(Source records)
↓
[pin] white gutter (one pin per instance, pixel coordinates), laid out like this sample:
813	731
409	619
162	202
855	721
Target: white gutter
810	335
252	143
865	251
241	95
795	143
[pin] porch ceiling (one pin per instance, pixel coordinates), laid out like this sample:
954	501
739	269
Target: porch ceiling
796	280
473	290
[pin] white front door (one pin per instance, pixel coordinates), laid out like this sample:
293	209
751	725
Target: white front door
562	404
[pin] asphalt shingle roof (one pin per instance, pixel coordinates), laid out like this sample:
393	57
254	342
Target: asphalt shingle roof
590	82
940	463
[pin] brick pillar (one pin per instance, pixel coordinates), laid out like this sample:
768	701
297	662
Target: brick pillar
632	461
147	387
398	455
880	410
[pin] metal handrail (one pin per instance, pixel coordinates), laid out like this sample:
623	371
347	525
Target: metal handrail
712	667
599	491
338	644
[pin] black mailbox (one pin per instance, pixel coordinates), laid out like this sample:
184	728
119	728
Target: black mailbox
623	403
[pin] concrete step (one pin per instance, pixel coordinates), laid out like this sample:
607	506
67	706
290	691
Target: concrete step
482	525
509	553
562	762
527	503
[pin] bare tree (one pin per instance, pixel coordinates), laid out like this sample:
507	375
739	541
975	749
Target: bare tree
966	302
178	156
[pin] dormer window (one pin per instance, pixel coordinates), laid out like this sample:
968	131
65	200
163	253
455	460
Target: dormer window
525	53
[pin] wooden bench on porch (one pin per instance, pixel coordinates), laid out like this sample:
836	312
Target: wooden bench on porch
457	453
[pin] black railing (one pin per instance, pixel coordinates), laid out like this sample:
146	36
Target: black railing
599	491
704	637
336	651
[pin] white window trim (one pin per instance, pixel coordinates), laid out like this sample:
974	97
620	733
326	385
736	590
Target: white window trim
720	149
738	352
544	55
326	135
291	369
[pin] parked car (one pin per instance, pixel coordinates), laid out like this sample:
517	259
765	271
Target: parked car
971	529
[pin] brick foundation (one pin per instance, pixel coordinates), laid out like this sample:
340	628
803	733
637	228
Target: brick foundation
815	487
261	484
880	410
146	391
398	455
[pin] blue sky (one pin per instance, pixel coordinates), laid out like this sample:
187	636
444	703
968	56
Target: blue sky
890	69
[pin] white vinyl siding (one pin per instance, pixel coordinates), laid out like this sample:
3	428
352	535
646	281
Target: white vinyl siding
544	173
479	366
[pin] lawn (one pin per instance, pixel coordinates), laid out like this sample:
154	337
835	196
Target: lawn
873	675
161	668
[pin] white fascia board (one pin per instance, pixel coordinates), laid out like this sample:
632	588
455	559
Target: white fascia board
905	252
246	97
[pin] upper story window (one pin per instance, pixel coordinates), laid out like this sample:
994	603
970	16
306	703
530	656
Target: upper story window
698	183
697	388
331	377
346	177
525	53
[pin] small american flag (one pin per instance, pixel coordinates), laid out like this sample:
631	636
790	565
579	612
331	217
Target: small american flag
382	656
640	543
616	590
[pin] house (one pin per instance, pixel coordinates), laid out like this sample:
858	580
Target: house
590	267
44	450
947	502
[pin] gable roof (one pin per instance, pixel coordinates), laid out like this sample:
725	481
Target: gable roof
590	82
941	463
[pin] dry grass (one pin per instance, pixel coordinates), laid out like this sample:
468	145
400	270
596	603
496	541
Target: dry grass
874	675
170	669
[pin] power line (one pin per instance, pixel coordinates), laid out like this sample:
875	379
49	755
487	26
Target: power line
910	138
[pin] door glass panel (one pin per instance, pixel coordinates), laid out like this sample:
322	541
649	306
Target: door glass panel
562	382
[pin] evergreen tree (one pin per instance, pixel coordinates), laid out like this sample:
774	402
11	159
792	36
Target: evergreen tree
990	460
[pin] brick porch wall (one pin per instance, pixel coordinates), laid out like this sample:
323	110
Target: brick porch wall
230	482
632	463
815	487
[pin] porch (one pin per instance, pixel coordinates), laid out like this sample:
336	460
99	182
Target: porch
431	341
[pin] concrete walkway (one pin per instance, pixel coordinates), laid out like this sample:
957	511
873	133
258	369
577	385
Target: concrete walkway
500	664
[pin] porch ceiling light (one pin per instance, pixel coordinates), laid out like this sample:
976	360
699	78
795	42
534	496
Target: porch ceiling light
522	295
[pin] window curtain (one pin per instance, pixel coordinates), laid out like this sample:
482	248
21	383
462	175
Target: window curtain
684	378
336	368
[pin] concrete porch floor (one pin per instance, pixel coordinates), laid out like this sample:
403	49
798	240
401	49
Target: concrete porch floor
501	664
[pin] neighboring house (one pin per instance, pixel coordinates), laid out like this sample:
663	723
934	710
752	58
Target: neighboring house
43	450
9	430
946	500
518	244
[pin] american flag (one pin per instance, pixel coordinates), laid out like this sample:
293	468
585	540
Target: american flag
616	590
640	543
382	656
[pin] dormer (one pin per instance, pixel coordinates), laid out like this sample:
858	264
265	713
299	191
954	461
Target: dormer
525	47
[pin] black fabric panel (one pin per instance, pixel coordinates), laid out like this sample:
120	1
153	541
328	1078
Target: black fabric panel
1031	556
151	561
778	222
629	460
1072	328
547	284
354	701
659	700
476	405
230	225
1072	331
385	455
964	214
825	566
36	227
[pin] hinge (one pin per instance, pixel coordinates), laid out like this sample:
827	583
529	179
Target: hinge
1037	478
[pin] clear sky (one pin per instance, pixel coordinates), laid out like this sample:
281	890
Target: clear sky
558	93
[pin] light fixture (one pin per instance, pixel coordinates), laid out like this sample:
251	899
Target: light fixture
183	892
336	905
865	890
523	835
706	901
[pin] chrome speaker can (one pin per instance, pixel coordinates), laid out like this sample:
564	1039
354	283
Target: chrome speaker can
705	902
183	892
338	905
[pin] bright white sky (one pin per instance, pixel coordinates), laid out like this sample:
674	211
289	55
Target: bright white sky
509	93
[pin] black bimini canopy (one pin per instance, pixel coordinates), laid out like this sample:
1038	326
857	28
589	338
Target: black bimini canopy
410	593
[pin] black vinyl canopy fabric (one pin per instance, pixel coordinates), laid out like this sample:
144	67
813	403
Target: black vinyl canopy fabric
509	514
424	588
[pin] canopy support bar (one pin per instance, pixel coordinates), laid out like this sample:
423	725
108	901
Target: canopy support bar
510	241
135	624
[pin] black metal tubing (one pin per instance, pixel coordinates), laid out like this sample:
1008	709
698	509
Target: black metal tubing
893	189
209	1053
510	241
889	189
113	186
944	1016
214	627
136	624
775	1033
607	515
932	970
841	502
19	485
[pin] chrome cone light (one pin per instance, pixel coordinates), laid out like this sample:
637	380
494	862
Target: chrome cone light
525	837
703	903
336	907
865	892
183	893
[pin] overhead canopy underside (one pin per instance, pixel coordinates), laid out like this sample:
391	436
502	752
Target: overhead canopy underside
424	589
↑
**Your instructions**
Retype all of the material, keeping each line exact.

**Solution**
[pin] white gutter (one pin per instance, pixel coordinates), laid out like this sample:
813	731
409	619
162	202
855	721
Target: white gutter
810	335
252	143
865	251
241	95
795	143
[pin] porch ceiling (one pin per instance, pixel coordinates), laid out like this sample:
954	501
739	269
Target: porch ceiling
796	280
473	290
[pin] white front door (one pin per instance, pixel coordinates), laid out like this sample:
293	209
751	725
Target: white front door
562	404
[pin] asphalt shingle roof (one pin per instance, pixel coordinates), laid out like this sample:
393	57
254	342
Target: asphalt shingle roof
590	82
940	463
[pin] brick pillar (one pin per instance, pixel coordinates), laid out like this sample:
768	701
297	662
Target: brick pillar
632	461
147	387
398	455
880	410
[pin] metal handrail (one pin per instance, pixel coordinates), laid out like this sample:
623	371
347	525
Target: metal handrail
712	667
599	491
338	644
[pin] black mailbox (one pin per instance, pixel coordinates), laid out like this sample:
184	728
119	728
Target: black mailbox
623	403
[pin] concrete step (one pin per instance, pixel coordinates), laid out like this sample:
607	506
67	706
290	691
Target: concrete step
482	525
509	553
562	762
527	503
[pin] bare tree (one pin per instance, pixel coordinates), laid out like this sample:
507	375
739	541
975	749
Target: bare tree
966	302
178	156
[pin] dormer window (one pin per instance, pixel coordinates), laid out like this sample:
968	131
65	200
163	253
455	460
Target: dormer window
525	53
[pin] wooden bench on porch (one pin per instance, pixel coordinates), laid out like this sample:
836	312
Target: wooden bench on porch
457	453
[pin] black railing (one pin per instance, pixel coordinates), laid out like this sample:
146	36
Target: black railing
599	491
704	637
336	651
[pin] white window trim (one pin per instance, pixel coordinates), laid out like this sample:
974	97
620	733
326	385
736	590
Target: white window trim
720	149
738	352
544	55
326	135
291	369
[pin] parked car (one pin per instance, pixel coordinates), laid out like this sample:
517	259
765	271
Target: parked car
971	529
[pin] brick foundation (one pin per instance, pixel coordinates), laid out like this sample:
340	628
803	733
637	228
Target: brick foundation
815	487
261	484
880	410
146	391
398	455
[pin] blue sky (one pin per instance, pixel coordinates), laid out like this sample:
187	636
444	703
968	56
Target: blue sky
890	69
[pin] white vinyl siding (one pin per instance, pixel coordinates), laid out like this sample:
3	428
352	535
646	281
Target: white vinyl siding
544	173
479	366
[pin] lawn (one pin per instance, pixel coordinates), laid out like this sample:
154	337
835	196
Target: lawn
873	675
161	668
[pin] white fascia board (one pin per instance, pixel coordinates), laid out like this sample:
632	588
455	559
Target: white fascia board
905	252
246	97
[pin] upper story window (one pin per instance, pixel coordinates), laid out like this sample:
994	603
970	16
306	703
530	656
Target: upper story window
698	183
697	388
331	377
346	177
525	53
[pin] small american flag (one pin per instance, pixel coordinates), laid out like this sample:
631	636
790	565
579	612
331	217
Target: small american flag
382	656
640	543
616	590
[pin] house (one pin per instance, pixel coordinates), laid out like this sample:
858	580
Target: house
590	267
44	450
947	502
[pin] gable roof (one pin per instance, pixel coordinates), laid out like this sample:
725	481
Target: gable roof
590	82
941	463
[pin] dry grass (one pin per instance, pixel coordinates), laid out like this sample:
468	145
400	270
596	603
496	541
Target: dry grass
874	675
170	669
[pin] power line (one pin per instance, pixel coordinates), laid out like this sample:
875	379
49	755
487	26
Target: power line
910	138
[pin] door glass panel (one pin per instance, pixel coordinates), laid out like this sample:
322	541
649	306
Target: door glass panel
562	382
[pin] evergreen tree (one pin per instance, pixel coordinates), laid out like this sample:
774	402
11	159
792	36
Target: evergreen tree
990	460
[pin] brick porch wall (one pin per instance, pixel coordinates), laid out like this sample:
323	110
Target: brick porch wall
230	482
632	463
815	487
[pin] porch (one pin per instance, pixel coordinates), laid out like this sample:
336	460
99	182
Target: porch
431	341
[pin] concrete walkway (one pin per instance, pixel coordinates), laid out like this sample:
957	511
873	133
258	369
577	385
Target: concrete walkway
500	664
[pin] porch ceiling light (one pin per instance, pixel coordinates), laid out like this sample:
976	360
699	78
795	42
534	496
Target: porch ceiling light
522	295
[pin] window curtain (one pin per instance, pixel coordinates), laid out like this sample:
482	248
21	383
462	175
Target: window curtain
684	378
336	368
[pin] concrete porch floor (one pin per instance, pixel coordinates), laid out like this sample:
403	49
798	240
401	49
Target: concrete porch floor
501	664
[pin] neighboring house (one pin per instance, pixel coordinates), laid out like this sample:
663	723
934	710
752	58
Target: neighboring house
43	450
9	430
946	500
518	244
[pin] american flag (one pin per instance, pixel coordinates), laid out like this sample:
293	468
585	540
Target: american flag
616	590
640	543
382	656
[pin] dormer (one pin per instance, pixel coordinates), laid out like this sample:
858	264
265	713
299	191
954	461
Target: dormer
525	47
[pin] black fabric panel (one pin per instance, pixel coordinates), laid out like this sample:
120	1
153	541
328	1078
Target: black fabric panel
1031	556
151	561
778	222
629	460
1072	328
547	284
354	701
659	700
476	405
230	225
1072	331
385	455
964	214
825	566
36	227
[pin] hinge (one pin per instance, pixel coordinates), laid out like this sample:
827	583
529	179
Target: hinge
1037	478
[pin] clear sky (one pin per instance, pixel coordinates), laid out like this sample:
281	890
Target: clear sky
558	93
[pin] light fixture (one pin per instance, pixel coordinates), laid out like this sample:
251	899
Target: light fixture
183	892
336	905
865	890
523	835
706	901
[pin] chrome speaker can (one pin per instance, pixel coordinates), laid out like this sample:
564	1039
354	283
Target: chrome speaker can
705	902
183	892
338	905
[pin] bright white sky (one pin per instance, pixel coordinates), laid out like this sample:
674	211
289	55
Target: bright white sky
509	93
[pin] black bimini canopy (one pin per instance, pixel coordinates), laid out like this sample:
1038	326
857	28
589	338
Target: black bimini canopy
410	593
[pin] black vinyl canopy fabric (one pin per instance, pixel coordinates), laid out like this sample:
144	67
813	403
Target: black vinyl canopy fabric
509	514
424	588
[pin] canopy support bar (one pin per instance, pixel coordinates), laid out like this sample:
423	725
108	901
Target: canopy support bar
510	241
135	624
[pin] black metal tubing (one pin per instance, pixel coordinates), laid out like this sample:
1008	709
698	509
Target: black metal tubing
893	189
209	1053
510	241
889	189
113	186
944	1016
214	627
136	624
775	1033
607	515
932	970
841	502
19	485
[pin] chrome cone light (one pin per instance, pixel coordinates), laid out like this sample:
637	380
494	862
Target: chrome cone light
525	837
703	903
336	907
865	892
183	893
[pin] overhead canopy underside (one pin per instance, pixel coordinates), laid out like this sample:
391	436
502	752
Target: overhead canopy underside
424	589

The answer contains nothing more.